- [INSTRUCTIONS TO FOLLOW]
Format every line below as a numbered list, omitting blank lines.

- [INFORMATION SUPPLIED]
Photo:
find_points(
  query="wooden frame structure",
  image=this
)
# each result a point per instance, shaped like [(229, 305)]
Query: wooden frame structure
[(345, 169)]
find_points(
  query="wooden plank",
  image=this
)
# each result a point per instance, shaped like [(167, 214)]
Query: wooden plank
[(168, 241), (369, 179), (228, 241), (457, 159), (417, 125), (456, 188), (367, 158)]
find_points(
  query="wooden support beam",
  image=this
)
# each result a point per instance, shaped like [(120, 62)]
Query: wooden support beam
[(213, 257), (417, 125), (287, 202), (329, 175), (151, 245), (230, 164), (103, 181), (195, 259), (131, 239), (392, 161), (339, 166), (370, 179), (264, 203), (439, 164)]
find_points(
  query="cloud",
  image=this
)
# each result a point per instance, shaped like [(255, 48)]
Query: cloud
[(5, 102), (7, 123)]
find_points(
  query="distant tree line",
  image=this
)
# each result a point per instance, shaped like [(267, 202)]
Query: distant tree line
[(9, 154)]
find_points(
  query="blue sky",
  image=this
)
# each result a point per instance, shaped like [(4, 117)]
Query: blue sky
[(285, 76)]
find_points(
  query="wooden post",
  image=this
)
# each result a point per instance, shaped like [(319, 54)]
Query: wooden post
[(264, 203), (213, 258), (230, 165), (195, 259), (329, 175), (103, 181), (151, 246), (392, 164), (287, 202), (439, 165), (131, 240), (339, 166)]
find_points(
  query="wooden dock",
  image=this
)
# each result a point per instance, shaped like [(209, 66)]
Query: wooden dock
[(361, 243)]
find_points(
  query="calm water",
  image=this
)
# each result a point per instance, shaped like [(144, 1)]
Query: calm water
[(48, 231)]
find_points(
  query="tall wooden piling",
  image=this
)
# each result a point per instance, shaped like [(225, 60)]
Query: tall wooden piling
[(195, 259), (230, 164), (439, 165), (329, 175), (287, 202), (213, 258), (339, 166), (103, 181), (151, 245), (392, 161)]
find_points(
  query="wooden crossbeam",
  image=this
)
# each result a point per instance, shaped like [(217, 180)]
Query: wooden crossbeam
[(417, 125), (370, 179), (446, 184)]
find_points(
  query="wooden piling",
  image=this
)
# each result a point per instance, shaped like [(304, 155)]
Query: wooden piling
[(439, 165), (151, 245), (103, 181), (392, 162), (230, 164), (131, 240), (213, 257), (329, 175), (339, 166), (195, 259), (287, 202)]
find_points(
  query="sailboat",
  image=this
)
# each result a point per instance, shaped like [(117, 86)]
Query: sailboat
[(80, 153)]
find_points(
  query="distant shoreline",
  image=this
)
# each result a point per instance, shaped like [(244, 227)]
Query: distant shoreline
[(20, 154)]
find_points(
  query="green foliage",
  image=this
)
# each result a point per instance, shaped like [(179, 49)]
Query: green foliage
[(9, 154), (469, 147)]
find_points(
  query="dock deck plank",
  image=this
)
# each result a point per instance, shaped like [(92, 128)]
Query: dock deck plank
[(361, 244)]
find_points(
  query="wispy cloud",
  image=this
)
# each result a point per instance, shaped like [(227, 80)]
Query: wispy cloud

- [EXPECTED ANSWER]
1. Photo:
2. find_points(
3.   query="wooden frame structure",
4.   image=this
5. )
6. # each result a point per instance, shaped like [(229, 305)]
7. Query: wooden frame structure
8. [(345, 169)]
9. find_points(
10.   query="wooden plank",
11.   image=this
12. )
13. # each result a point per instance, shaped like [(167, 214)]
14. Query: wooden plank
15. [(168, 241), (369, 179), (228, 241), (457, 159), (417, 125), (456, 188), (367, 158)]
16. find_points(
17.   query="wooden support beam",
18.   image=this
19. )
20. # each result a point per instance, shaped like [(120, 62)]
21. Query: wooden support beam
22. [(213, 257), (417, 125), (287, 202), (329, 175), (151, 245), (230, 164), (103, 181), (195, 259), (131, 239), (392, 161), (339, 166), (370, 179), (264, 203), (439, 164)]
23. find_points(
24.   query="cloud",
25.   image=this
26. )
27. # each result a point per instance, shaped like [(255, 48)]
28. Query: cloud
29. [(5, 102), (7, 123)]
30. find_points(
31.   query="distant tree line",
32.   image=this
33. )
34. # each result a point per instance, shaped like [(267, 202)]
35. Query: distant tree line
36. [(9, 154)]
37. find_points(
38.   query="blue sky",
39.   image=this
40. )
41. # each result a point per instance, shaped like [(4, 117)]
42. Query: blue sky
43. [(285, 76)]
44. find_points(
45.   query="wooden post",
46.   image=this
47. )
48. # each result a point per instance, shaped like [(319, 54)]
49. Query: wooden post
50. [(264, 203), (213, 258), (230, 165), (195, 259), (329, 175), (103, 181), (151, 246), (392, 164), (287, 202), (439, 165), (131, 240), (339, 166)]
51. find_points(
52.   query="wooden dock",
53.   image=this
54. )
55. # each result a point per instance, shaped like [(209, 66)]
56. Query: wooden dock
57. [(361, 243)]
58. find_points(
59.   query="calm water",
60.   image=this
61. )
62. # each result a point per instance, shaped like [(144, 1)]
63. Query: calm water
64. [(48, 231)]
65. find_points(
66.   query="tall wooden piling",
67.   image=this
68. )
69. # each result a point per instance, shaped like [(225, 60)]
70. Query: tall wooden piling
71. [(195, 259), (230, 164), (439, 165), (329, 175), (287, 202), (213, 258), (339, 166), (103, 181), (151, 245), (392, 161)]
72. find_points(
73.   query="wooden crossbeam",
74.   image=this
75. )
76. # each result a point per instance, shaped like [(217, 180)]
77. Query: wooden crossbeam
78. [(417, 125), (370, 179), (446, 184)]
79. find_points(
80.   query="wooden piling",
81.   image=this
82. )
83. # each result a point per instance, shaped like [(304, 155)]
84. Query: wooden piling
85. [(439, 165), (151, 245), (103, 181), (392, 162), (230, 164), (131, 240), (213, 257), (329, 175), (339, 166), (195, 259), (287, 202)]
86. find_points(
87.   query="sailboat",
88.   image=this
89. )
90. # each result a point per instance, shaped like [(117, 86)]
91. Query: sailboat
92. [(80, 153)]
93. find_points(
94.   query="distant shoreline",
95.   image=this
96. )
97. # each result a point per instance, shaped like [(244, 227)]
98. Query: distant shoreline
99. [(20, 154)]
100. find_points(
101.   query="green foliage",
102.   image=this
103. )
104. # each result a point per instance, shaped like [(179, 49)]
105. Query: green foliage
106. [(9, 154), (469, 147)]
107. find_points(
108.   query="dock deck plank",
109.   image=this
110. )
111. # each result a point per instance, shaped like [(92, 128)]
112. Query: dock deck plank
113. [(361, 244)]
114. find_points(
115.   query="wispy cloud",
116.   image=this
117. )
118. # each result a point per instance, shaped like [(227, 80)]
119. Query: wispy cloud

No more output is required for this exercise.